• DESCRIÇÃO DO PROBLEMA: Traduza para o inglês esta frase do trecho sobre Lula e Bolsonaro: "A tendência é que o Brasil fique “cada vez mais dividido”."

• TRECHO SELECIONADO:
Ainda assim, em relação a Lula, a revista diz que, embora ele esteja “longe de ser o candidato ideal”, pelo menos “está dentro do normal – e é um defensor da democracia”. O mesmo não pode ser dito de Bolsonaro. “Ele pode operar dentro de um sistema democrático, mas está constantemente procurando maneiras de escapar de suas restrições”, afirma.
“Na realidade paralela que Bolsonaro construiu, um presidente Lula fecharia igrejas brasileiras, transformaria o país em um narcoestado e incentivaria meninos a usar vestidos”, diz a revista. Uma das primeiras fake news da campanha eleitoral deste ano foi que o candidato do PT estaria disposto a fechar igrejas.
O artigo sustenta que Bolsonaro está preparando uma “Grande Mentira”, nos moldes do que foi feito por Trump ao perder as eleições e que pode “fazer de Bolsonaro o político de oposição mais influente do Brasil”. A tendência é que o Brasil fique “cada vez mais dividido”.
A base fiel do atual presidente, formada por evangélicos, proprietários de armas e agronegócio, pode ficar do lado dele mesmo em caso de derrota, “convencida de que ele é o legítimo presidente do Brasil”. Além disso, os apoiadores de Bolsonaro no Congresso e nos estados podem prejudicar a capacidade de Lula de governar, diz a revista.
O artigo observa que, quando candidatos “normais” perdem as eleições, os partidos tendem a substituí-los por nomes novos. Mas, quando Trump perdeu, ele alegou que a eleição foi roubada e “transformou essa Grande Mentira em um grito de guerra”, o que pode ser copiado por Bolsonaro.
Por isso, a tendência é que, “aconteça o que acontecer, ele [Bolsonaro] e seu movimento não vão desaparecer. Ele aprendeu com Trump como tirar influência e poder das garras da derrota”, considera a The Economist.

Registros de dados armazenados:
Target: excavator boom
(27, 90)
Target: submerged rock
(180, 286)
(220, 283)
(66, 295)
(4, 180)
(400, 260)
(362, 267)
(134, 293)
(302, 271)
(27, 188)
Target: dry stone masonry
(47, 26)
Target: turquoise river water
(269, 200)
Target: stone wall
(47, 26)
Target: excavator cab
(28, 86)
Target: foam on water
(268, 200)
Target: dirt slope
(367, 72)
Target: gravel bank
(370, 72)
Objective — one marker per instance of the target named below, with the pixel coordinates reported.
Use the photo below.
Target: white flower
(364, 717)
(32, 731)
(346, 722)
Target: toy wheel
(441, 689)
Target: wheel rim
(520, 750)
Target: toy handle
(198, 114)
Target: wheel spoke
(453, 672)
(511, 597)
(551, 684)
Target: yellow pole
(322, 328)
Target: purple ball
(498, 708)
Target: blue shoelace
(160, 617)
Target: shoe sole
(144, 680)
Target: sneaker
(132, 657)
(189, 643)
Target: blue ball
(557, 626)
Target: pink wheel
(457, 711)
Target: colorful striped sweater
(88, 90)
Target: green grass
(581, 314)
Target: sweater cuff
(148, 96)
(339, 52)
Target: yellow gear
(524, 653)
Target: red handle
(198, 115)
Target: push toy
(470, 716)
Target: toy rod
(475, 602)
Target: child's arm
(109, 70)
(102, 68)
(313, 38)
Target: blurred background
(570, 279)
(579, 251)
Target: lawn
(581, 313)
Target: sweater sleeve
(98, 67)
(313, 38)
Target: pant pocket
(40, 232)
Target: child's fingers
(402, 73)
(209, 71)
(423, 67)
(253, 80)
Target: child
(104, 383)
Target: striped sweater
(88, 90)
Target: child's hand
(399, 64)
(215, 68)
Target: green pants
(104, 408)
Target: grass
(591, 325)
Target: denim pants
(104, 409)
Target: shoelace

• RESULTADO ABAIXO: The trend is for Brazil to become "increasingly divided."